• Tasks for this exercise:
[1] Summarize the Cortes Radio passage in two sentences.
[2] Reproduce the Cortes Radio passage word for word, from "There are paper" up to and including "extreme weather situation?".

___ Source ___

Cortes Radio is conducting an emergency communications survey, which you will find on their website.
“We’re trying to find out what the community wants in terms of emergency communication, and what CKTZ can provide. I think that it’s a really important project, so I hope that people will take the 30 seconds that it takes to fill out a survey and consider honestly what it is that they feel our community radio can offer them in a emergency event,” said CLIO FM, who’s in charge of this project.
There are paper copies of the survey at the Co-op, as well stores across the island. There is also an online version at Cortes Radio.ca.
The survey includes questions like:
- Do you have a battery or hand crank radio as part of your home emergency kit?
- How do you think Cortes Community Radio could best support local residents during an emergency or extreme weather situation?
- What information is most important to you in an emergency broadcast?

___ Data supplied ___

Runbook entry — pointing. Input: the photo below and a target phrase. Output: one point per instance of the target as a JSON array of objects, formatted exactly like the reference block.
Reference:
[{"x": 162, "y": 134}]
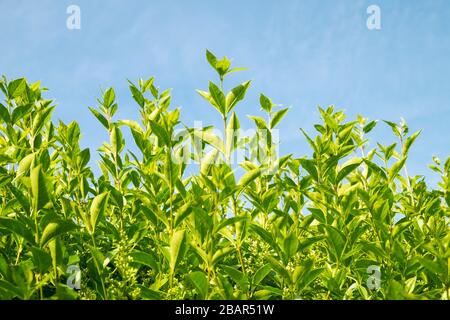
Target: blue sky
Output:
[{"x": 300, "y": 53}]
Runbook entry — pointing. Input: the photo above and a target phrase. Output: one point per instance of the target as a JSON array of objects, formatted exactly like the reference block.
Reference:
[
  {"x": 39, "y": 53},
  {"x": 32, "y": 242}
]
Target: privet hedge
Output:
[{"x": 179, "y": 218}]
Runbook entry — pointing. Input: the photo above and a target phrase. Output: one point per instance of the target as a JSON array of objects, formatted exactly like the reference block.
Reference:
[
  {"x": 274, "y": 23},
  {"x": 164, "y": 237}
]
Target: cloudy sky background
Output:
[{"x": 300, "y": 53}]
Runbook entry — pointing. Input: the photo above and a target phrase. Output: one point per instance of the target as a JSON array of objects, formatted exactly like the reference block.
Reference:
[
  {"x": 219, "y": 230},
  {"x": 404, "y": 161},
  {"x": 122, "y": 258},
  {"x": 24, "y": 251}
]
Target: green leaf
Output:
[
  {"x": 42, "y": 260},
  {"x": 17, "y": 227},
  {"x": 260, "y": 123},
  {"x": 177, "y": 244},
  {"x": 137, "y": 95},
  {"x": 4, "y": 114},
  {"x": 109, "y": 97},
  {"x": 39, "y": 188},
  {"x": 347, "y": 168},
  {"x": 395, "y": 169},
  {"x": 160, "y": 132},
  {"x": 97, "y": 209},
  {"x": 249, "y": 177},
  {"x": 277, "y": 117},
  {"x": 369, "y": 127},
  {"x": 25, "y": 164},
  {"x": 117, "y": 142},
  {"x": 236, "y": 95},
  {"x": 54, "y": 229},
  {"x": 211, "y": 59},
  {"x": 218, "y": 97},
  {"x": 232, "y": 134},
  {"x": 408, "y": 142},
  {"x": 336, "y": 240},
  {"x": 200, "y": 282},
  {"x": 16, "y": 87},
  {"x": 290, "y": 245},
  {"x": 145, "y": 259},
  {"x": 261, "y": 273},
  {"x": 266, "y": 103},
  {"x": 100, "y": 117},
  {"x": 310, "y": 167},
  {"x": 279, "y": 268}
]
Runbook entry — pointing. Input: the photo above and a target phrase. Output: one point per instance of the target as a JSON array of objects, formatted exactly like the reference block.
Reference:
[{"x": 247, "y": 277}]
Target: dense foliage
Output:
[{"x": 344, "y": 222}]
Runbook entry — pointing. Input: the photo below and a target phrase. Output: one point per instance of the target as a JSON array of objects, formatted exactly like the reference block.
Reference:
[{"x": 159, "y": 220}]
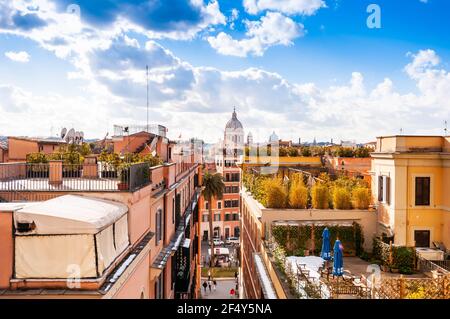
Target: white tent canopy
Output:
[
  {"x": 74, "y": 236},
  {"x": 70, "y": 214}
]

___

• Worked solutions:
[1] Cortes Radio is running an emergency communications survey to learn what the community wants in terms of emergency communication and what CKTZ can provide. Paper copies are available at the Co-op and at stores across the island, and an online version is at Cortes Radio.ca.

[2]
There are paper copies of the survey at the Co-op, as well stores across the island. There is also an online version at Cortes Radio.ca.
The survey includes questions like:
- Do you have a battery or hand crank radio as part of your home emergency kit?
- How do you think Cortes Community Radio could best support local residents during an emergency or extreme weather situation?